* [WHAT YOU ARE ASKED TO DO] Rewrite the lines below as a JSON list of strings, with one string for each line and blank lines left out.

Stored records:

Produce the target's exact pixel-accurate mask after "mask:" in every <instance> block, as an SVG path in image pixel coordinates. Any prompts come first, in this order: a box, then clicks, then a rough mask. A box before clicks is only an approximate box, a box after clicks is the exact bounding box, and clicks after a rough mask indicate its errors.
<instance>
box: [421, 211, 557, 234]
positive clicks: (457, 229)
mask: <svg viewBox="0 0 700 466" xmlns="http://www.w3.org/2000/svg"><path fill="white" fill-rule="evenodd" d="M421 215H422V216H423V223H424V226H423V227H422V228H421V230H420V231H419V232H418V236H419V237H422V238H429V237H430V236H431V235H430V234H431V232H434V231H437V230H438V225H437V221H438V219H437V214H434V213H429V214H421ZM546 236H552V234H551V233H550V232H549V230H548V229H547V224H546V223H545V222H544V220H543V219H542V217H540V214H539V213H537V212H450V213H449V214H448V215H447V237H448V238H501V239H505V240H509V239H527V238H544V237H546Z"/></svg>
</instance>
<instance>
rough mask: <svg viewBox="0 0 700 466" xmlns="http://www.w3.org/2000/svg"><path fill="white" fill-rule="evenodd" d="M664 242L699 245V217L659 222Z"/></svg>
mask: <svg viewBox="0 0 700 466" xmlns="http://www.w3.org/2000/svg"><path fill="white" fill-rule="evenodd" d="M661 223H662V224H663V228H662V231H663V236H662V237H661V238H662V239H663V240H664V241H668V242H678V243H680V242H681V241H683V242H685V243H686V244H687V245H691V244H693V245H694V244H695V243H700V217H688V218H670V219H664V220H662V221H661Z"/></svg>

* [SOLUTION TO THIS TASK]
[
  "Produce the target's exact pixel-accurate mask after \"mask:\" in every <instance> block, as an SVG path in image pixel coordinates. Any prompts come first, in this order: a box, then clicks, then a rough mask. A box before clicks is only an approximate box, a box after clicks is the exact bounding box, and clicks after a rough mask indicate its errors.",
  "<instance>",
  "box: [421, 211, 557, 234]",
  "positive clicks: (457, 229)",
  "mask: <svg viewBox=\"0 0 700 466\" xmlns=\"http://www.w3.org/2000/svg\"><path fill=\"white\" fill-rule=\"evenodd\" d=\"M421 215H422V216H423V223H424V226H423V227H422V228H421V230H420V231H419V232H418V236H419V237H422V238H429V237H430V236H431V235H430V234H431V232H434V231H437V230H438V225H437V221H438V219H437V214H434V213H429V214H421ZM546 236H552V234H551V233H550V232H549V230H548V229H547V224H546V223H545V222H544V220H543V219H542V217H540V214H539V213H537V212H450V213H449V214H448V215H447V237H448V238H501V239H505V240H509V239H527V238H544V237H546Z\"/></svg>",
  "</instance>",
  "<instance>",
  "rough mask: <svg viewBox=\"0 0 700 466\" xmlns=\"http://www.w3.org/2000/svg\"><path fill=\"white\" fill-rule=\"evenodd\" d=\"M664 242L699 245V217L659 222Z\"/></svg>",
  "mask: <svg viewBox=\"0 0 700 466\" xmlns=\"http://www.w3.org/2000/svg\"><path fill=\"white\" fill-rule=\"evenodd\" d=\"M661 223H662V224H663V228H662V231H663V236H662V237H661V238H662V239H663V240H664V241H668V242H678V243H680V242H681V241H683V242H685V243H686V244H687V245H691V244H693V245H694V244H695V243H700V217H688V218H670V219H664V220H662V221H661Z\"/></svg>"
]